§ Liste des consignes
**a.** Reproduisez le passage de la page sur le Gospel congolais qui va de « Bien moins marqué » à « fois la France).... ».
**b.** Relevez toutes les langues nommées dans la page sur le Gospel congolais.
**c.** D'après la page sur le Gospel congolais, en quelle année le groupe Makoma s'est-il formé ?

En reprenant notre bref aperçu de quelques milieux de Gospel francophone, comment ne pas évoquer la République Démocratique du Congo?
Le Congo RDC compterait aujourd'hui jusqu'à 20 millions de protestants, dont 15 millions de protestants évangéliques. A vrai dire, personne ne le sait très précisément, tant l'absence de statistiques démographiques fiables pose problème.
Bien moins marqué par la France que son voisin le Congo Brazzaville, le Congo RDC, ancienne colonie belge, n'en constitue pas moins un géant francophone (grand comme presque 4 fois la France)....
Mais c'est un géant aux pieds d'argile: de larges pans de la population ne parlent pas le français (pourtant langue officielle), et de plus en plus nombreux sont les Congolais de RDC qui parlent... ou chantent en anglais.
Carte du Congo RDC vue par les implanteurs d'églises évangéliques (Missions Atlas Project)
Le lingala constitue par ailleurs au Congo RDC un très puissant ciment linguistique, dont l'aire d'influence déborde largement du Congo RDC, ce qui n'est pas sans conséquence sur les productions culturelles congolaises, très marquées par l'influence du lingala. C'est naturellement visible (et audible) dans le Gospel congolais: la quasi totalité des groupes congolais utilisent cette langue, combinée tantôt avec le français, tantôt avec l'anglais, tantôt avec une ou plusieurs autres langues tribales.
Makoma, un groupe qui dépote... en anglais
Dans la mesure où notre investigation se focalise sur le Gospel francophone, on écartera (à regrets) un grand groupe comme MAKOMA, qui constitue sans doute le groupe Pop/Gospel le plus populaire au Congo depuis 20 ans. Constitué à l'origine de 4 frères et 3 soeurs, il s'est formé en 1993 et produit une musique festive, provoquante et énergisante.

§ Entrées extraites

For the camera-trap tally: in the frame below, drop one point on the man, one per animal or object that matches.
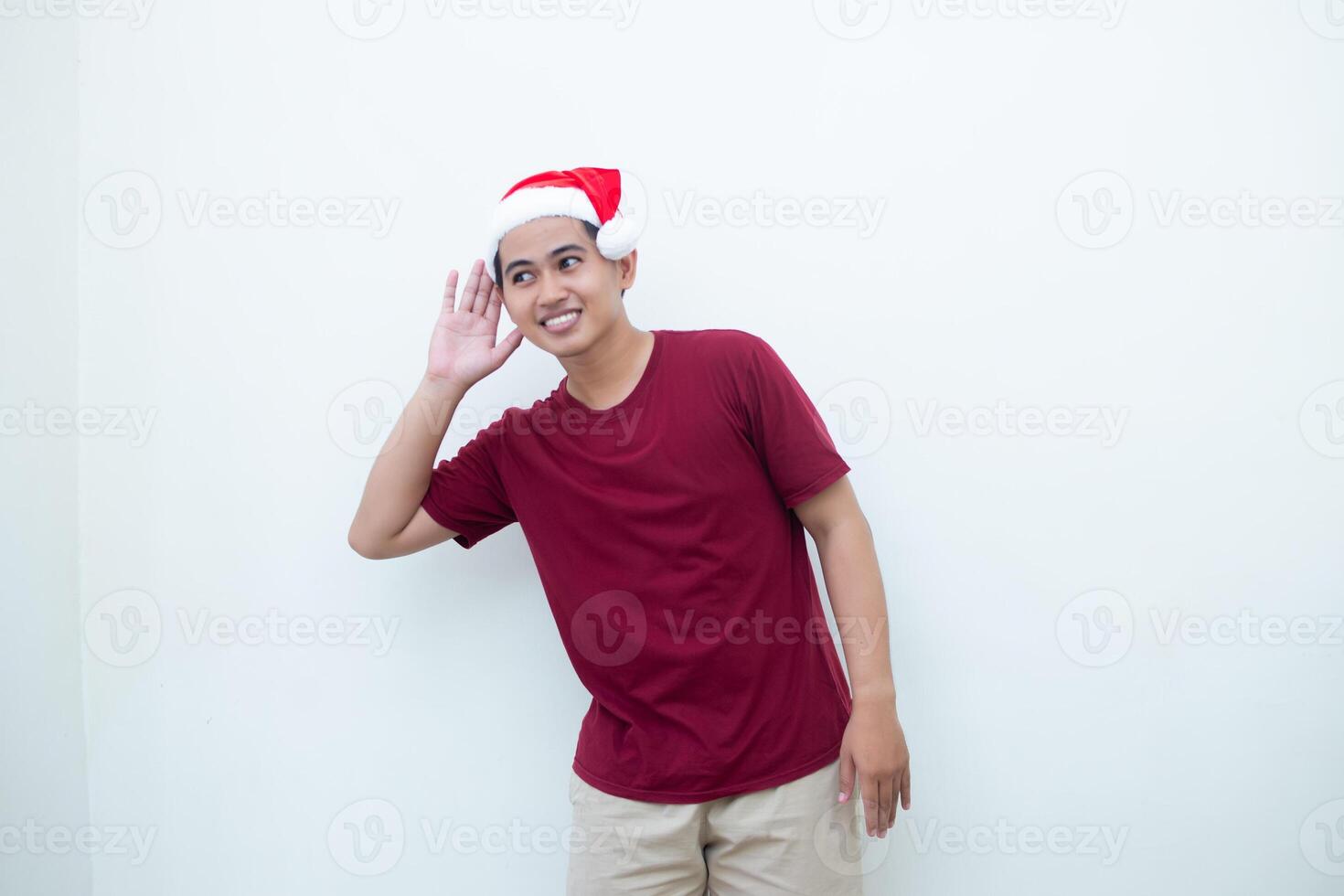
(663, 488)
...
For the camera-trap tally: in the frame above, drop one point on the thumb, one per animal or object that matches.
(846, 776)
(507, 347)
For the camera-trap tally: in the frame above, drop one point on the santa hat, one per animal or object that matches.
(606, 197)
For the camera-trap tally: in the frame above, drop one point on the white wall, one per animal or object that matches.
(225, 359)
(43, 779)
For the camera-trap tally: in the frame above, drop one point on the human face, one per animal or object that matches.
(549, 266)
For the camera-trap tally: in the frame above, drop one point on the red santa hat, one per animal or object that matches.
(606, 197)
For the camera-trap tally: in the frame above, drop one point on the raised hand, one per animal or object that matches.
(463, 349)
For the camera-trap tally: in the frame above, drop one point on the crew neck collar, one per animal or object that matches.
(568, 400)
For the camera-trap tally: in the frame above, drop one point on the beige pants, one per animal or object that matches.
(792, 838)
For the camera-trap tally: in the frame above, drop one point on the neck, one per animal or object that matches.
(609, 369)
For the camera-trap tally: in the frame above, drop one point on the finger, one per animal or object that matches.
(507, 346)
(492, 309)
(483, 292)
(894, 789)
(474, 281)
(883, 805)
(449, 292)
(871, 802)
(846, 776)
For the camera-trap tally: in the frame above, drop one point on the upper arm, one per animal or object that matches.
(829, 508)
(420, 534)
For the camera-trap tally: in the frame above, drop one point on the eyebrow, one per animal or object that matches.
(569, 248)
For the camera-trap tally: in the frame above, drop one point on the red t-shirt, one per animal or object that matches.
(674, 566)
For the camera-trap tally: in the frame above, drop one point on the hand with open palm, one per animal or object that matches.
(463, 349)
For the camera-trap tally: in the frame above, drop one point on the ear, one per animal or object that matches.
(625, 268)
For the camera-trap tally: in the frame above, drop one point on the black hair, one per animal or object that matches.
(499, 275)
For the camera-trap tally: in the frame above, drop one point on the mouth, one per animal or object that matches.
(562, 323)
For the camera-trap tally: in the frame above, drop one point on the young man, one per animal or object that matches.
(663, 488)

§ Résultats obtenus
**a.**
Bien moins marqué par la France que son voisin le Congo Brazzaville, le Congo RDC, ancienne colonie belge, n'en constitue pas moins un géant francophone (grand comme presque 4 fois la France)....

**b.** Le français, l'anglais et le lingala.

**c.** En 1993.